* [Consignes de l'exercice]
• a. Répondez aux questions suivantes d'après la section de texte, qui porte sur le secteur privé et la conformité au Maroc.
(i) Quelle organisation appuie le programme par lequel la CGEM promeut les approches de conformité ?
(ii) Pour quels risques chaque secteur s'est-il engagé à établir une cartographie, notamment ?
(iii) À quel horizon la dernière question porte-t-elle sur l'évolution au Maroc ?
• b. Reprenez la section de texte sur le secteur privé et la conformité au Maroc, à la suite de sa dernière phrase.

:: Section de texte

B. R. : Ile y a un programme dédié au secteur privé, sachant que ce dernier se retrouve dans toutes les autres déclinaisons sectorielles. Le secteur privé est appelé à se doter de codes de déontologie avec des mécanismes de suivi et d’évaluation adaptés au contexte de chaque activité. Le secteur privé doit également renforcer des approches de conformité qui deviennent aujourd’hui de plus en plus normées et bien connues à l’échelle internationale (la CGEM est en train de les promouvoir dans un programme appuyé par l’OCDE). Chaque secteur s’est engagé à identifier la cartographie des risques, notamment au niveau des marchés publics, de sorte à réfléchir aux mesures que les entreprises entreprennent avec les administrations concernées.
F.N.H. : De par votre expérience à la tête de Transparency Maroc et de votre engagement au sein de la CGEM, comment voyez-vous l’évolution de ce fléau au Maroc dans dix ans ?

::::
:: Extraits de données

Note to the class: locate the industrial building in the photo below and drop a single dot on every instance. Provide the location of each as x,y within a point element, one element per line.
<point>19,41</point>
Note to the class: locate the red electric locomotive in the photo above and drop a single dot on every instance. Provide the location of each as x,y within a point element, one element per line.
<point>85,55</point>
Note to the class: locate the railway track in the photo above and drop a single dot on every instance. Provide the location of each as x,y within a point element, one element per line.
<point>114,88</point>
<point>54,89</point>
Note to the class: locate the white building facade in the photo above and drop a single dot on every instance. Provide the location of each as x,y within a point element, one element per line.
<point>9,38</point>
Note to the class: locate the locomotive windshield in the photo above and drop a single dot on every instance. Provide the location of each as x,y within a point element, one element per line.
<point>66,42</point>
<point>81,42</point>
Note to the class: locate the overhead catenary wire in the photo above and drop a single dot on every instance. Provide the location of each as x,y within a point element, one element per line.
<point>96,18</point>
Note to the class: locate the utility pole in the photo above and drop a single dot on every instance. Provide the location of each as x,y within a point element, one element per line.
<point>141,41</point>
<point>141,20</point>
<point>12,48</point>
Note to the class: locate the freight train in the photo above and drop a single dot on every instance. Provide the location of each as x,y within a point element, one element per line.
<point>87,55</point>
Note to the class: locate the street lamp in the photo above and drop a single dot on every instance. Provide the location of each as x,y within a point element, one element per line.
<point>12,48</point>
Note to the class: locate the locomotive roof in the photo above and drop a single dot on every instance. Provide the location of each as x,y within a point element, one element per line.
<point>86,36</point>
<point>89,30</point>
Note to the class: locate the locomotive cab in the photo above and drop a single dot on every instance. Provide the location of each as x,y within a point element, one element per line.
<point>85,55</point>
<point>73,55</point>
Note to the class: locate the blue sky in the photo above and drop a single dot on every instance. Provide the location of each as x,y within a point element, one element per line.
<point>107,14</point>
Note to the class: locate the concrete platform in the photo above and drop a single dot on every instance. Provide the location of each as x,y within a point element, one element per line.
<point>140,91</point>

::::

* [Corrigé de l'exercice]
• a.
(i) L'OCDE.
(ii) Les risques liés aux marchés publics.
(iii) Dans dix ans.

• b.
B. R. : Si l’on était fragile pour verser dans le pessimisme, on peut dire que les résultats sont médiocres, bien que l’action de lutte contre la corruption soit engagée depuis 20 ans. Mais je pense que c’est une lecture rapide. Quand on connaît l’ampleur du phénomène et les poches de résistance qui s’opposent à toute action de lutte, on comprend pourquoi le processus est aussi lent. Certaines expériences internationales, pour ne citer que l’exemple du Rwanda, montrent bien que ce processus peut être plus rapide et efficace, avec des résultats probants et reconnus à l’échelle internationale. La lutte contre la corruption nécessite une parfaite connaissance de la réalité du terrain. Le fait d’avoir aujourd’hui au Maroc un diagnostic partagé par tous les acteurs est un élément d’espoir. Tout le monde est convaincu de la nécessité d’une stratégie nationale dans laquelle chaque acteur s’engage à respecter sa part de responsabilité. Tout cela alimente l’espoir de pouvoir infléchir la tendance pour obtenir de bons résultats.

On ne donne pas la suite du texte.